START Data entries

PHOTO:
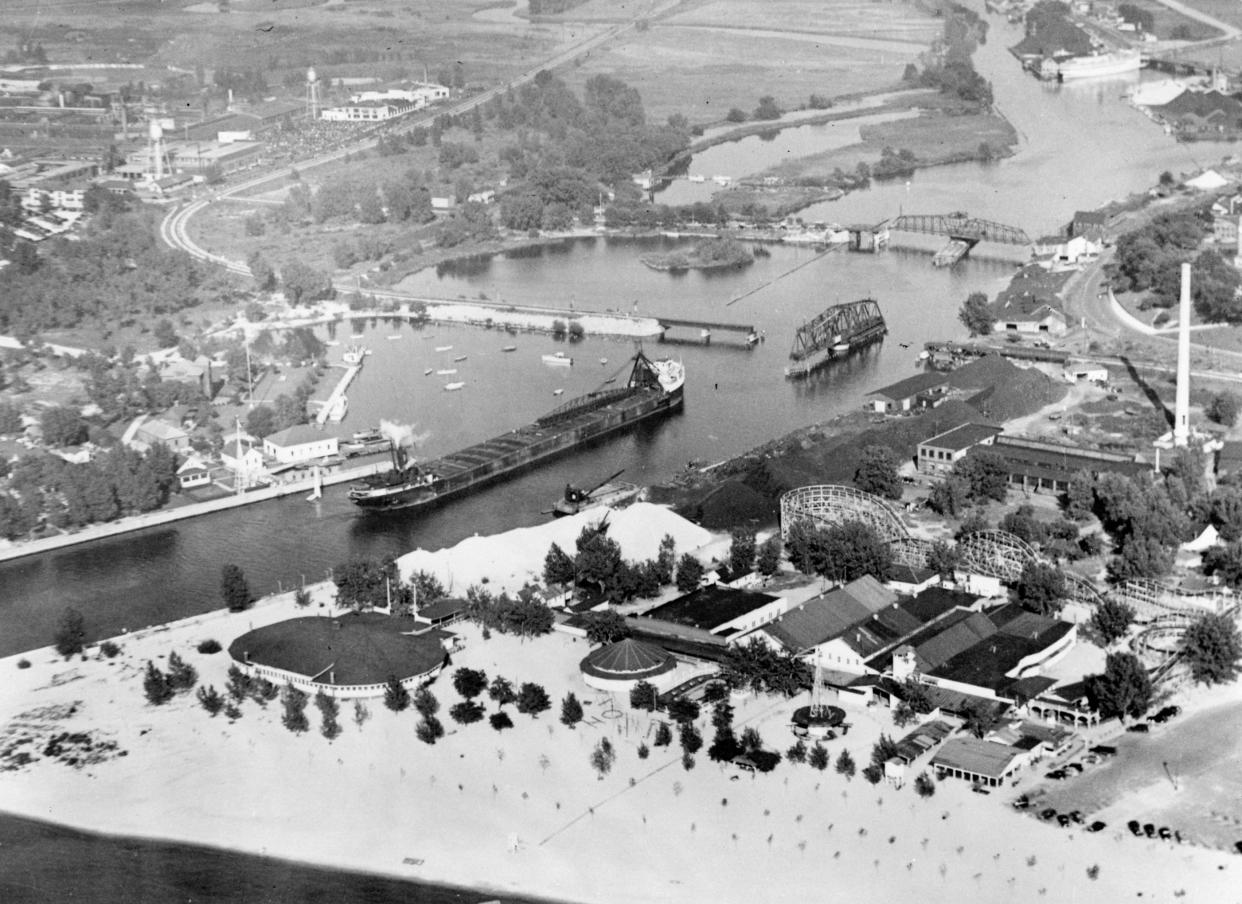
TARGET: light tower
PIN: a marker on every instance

END Data entries
START Data entries

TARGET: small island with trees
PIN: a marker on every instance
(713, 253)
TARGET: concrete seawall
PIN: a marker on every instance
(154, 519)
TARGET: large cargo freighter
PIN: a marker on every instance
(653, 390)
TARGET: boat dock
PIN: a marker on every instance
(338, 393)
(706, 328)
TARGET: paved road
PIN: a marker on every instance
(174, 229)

END Data entries
START Data entries

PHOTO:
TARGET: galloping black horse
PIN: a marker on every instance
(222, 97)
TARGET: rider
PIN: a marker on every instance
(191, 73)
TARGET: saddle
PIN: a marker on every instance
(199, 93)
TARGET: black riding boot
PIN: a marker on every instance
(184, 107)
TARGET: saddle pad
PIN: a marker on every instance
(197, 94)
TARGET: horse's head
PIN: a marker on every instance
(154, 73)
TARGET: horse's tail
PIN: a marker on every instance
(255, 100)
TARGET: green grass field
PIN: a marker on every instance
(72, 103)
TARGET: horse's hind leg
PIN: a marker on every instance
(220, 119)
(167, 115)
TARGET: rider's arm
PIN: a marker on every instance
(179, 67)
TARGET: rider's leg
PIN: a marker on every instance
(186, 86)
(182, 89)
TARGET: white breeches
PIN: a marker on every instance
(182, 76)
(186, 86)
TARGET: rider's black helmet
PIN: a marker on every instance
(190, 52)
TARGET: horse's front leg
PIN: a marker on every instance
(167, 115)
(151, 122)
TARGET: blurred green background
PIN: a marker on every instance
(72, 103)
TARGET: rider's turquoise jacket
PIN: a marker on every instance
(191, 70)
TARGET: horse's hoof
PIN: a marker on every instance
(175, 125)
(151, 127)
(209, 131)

END Data entries

▶ [What the exercise asks] Pull out each line in the material above that contains the string "green" and copy it unchanged.

▶ [Output]
TARGET: green grass field
TARGET: blurred green background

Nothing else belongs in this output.